Pierre Drieu la Rochelle est une personnalité difficile à décrypter. Un écrivain au talent immense, un homme pétri de contradictions, un cousin européen de Fitzgerald devenu, selon Borges, « fasciste par indifférence ». Gallimard publie Jouer Dantzig sur un match de football, ses carnets inédits (1909-1942), et L’Homme à cheval, l’un de ses grands romans.
Il y a une façon imparable de déceler le lecteur de peu de Drieu la Rochelle (1893-1945), lecteur superficiel, pavlovien – qui ne lit que pour (re)trouver ce qu’il cherche. Son mantra ? Trois « mots » : Le Feu follet, Louis Malle (le film), Maurice Ronet (le rôle principal). Et puis ? Et puis rien. Il a livré sa caricature, dénoncé sa complaisance, il est content, cela lui évite de lire Drieu : il en a fait une posture (décadence, goût (vénal) des femmes, de la drogue, haine de soi, suicide). Il l’a dénaturé, simplifié (il ajoute parfois un mot sur la collaboration, Doriot, L’Émancipation nationale).
============
• [Énoncé du problème]
Prolongez l'extrait consacré à Drieu la Rochelle au-delà de sa dernière phrase. Ces enregistrements proviennent d'une source distincte du passage.

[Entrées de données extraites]
============
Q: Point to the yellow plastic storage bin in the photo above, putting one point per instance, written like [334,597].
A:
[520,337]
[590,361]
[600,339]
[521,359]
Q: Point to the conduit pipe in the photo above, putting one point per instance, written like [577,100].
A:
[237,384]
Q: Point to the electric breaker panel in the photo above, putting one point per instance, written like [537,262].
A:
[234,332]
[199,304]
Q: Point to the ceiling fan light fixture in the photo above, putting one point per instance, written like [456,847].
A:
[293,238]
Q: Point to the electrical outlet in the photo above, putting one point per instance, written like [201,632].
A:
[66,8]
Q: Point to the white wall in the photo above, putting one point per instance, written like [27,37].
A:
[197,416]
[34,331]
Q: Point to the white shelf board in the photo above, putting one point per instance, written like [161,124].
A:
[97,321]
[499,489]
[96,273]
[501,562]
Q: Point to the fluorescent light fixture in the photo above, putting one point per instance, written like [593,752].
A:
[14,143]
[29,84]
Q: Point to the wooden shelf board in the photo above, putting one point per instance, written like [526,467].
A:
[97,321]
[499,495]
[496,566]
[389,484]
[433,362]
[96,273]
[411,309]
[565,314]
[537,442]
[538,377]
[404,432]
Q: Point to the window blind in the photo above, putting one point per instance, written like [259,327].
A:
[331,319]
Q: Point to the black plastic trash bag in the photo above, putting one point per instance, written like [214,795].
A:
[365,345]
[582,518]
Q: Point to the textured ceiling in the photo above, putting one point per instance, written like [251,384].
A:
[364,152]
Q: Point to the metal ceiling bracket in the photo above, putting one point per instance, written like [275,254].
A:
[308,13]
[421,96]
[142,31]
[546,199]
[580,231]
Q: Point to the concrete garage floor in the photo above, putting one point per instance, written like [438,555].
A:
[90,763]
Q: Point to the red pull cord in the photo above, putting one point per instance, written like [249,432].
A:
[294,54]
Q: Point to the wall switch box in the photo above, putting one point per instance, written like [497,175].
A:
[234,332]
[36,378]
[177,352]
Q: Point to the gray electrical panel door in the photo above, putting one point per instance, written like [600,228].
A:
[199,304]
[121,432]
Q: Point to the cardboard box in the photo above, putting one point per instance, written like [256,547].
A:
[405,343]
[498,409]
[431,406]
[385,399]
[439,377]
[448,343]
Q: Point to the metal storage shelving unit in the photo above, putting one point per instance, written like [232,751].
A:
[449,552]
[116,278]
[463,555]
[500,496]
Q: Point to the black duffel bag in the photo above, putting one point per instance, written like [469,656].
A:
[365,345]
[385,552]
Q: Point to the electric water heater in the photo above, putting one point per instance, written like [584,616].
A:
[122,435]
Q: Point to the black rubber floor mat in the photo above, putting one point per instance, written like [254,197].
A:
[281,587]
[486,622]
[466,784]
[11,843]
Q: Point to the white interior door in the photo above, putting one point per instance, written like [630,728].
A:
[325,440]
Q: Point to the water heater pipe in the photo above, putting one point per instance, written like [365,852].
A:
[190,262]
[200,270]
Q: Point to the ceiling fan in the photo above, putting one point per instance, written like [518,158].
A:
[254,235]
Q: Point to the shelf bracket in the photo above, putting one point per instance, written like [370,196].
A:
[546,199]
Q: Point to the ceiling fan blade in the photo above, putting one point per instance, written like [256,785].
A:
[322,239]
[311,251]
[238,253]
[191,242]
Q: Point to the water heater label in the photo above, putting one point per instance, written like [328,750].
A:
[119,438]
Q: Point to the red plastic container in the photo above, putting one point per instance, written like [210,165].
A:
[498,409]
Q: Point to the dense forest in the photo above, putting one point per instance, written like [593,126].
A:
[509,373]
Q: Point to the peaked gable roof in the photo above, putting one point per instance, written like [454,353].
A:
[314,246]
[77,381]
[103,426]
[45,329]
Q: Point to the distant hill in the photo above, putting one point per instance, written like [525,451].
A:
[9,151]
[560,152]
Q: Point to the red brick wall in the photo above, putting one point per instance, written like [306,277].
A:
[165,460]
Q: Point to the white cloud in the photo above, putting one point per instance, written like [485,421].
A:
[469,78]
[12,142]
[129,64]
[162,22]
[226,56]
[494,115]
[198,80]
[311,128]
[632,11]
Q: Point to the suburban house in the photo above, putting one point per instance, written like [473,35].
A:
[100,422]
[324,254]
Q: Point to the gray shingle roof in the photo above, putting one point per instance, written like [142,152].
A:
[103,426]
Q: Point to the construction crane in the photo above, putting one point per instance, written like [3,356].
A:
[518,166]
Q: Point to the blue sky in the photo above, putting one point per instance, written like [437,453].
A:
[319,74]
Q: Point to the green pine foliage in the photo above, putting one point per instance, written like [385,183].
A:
============
• [Production attendue]
On ne se fait pas à cette image, cette idée – ce slogan. C’est tellement plus intéressant et compliqué et intelligent (et parfois abject) Drieu. Et si remarquablement « écrit » (grande précision lexicale mise au service d’une extrême finesse psychologique, par exemple ) – Malraux parle de « styliste de premier ordre » (« rien de ce qu’il a écrit n’est indifférent ») : ce que l’on ne souligne jamais assez, alors que c’est ce qui frappe lorsqu’on lit ou relit Gilles, Blèche, L’Homme à cheval, Rêveuse bourgeoisie, sa Correspondance (avec Victoria Ocampo, Paulhan, Mauriac, etc.), Sur les écrivains (écrits critiques remarquables où l’on comprend très bien d’où il vient – Racine, Vigny, Stendhal, Constant, Baudelaire, Barrès, Dostoïevski, Nietzsche, etc. – et qui le concerne – Péguy, Montherlant, Céline, Malraux, Bernanos, etc.).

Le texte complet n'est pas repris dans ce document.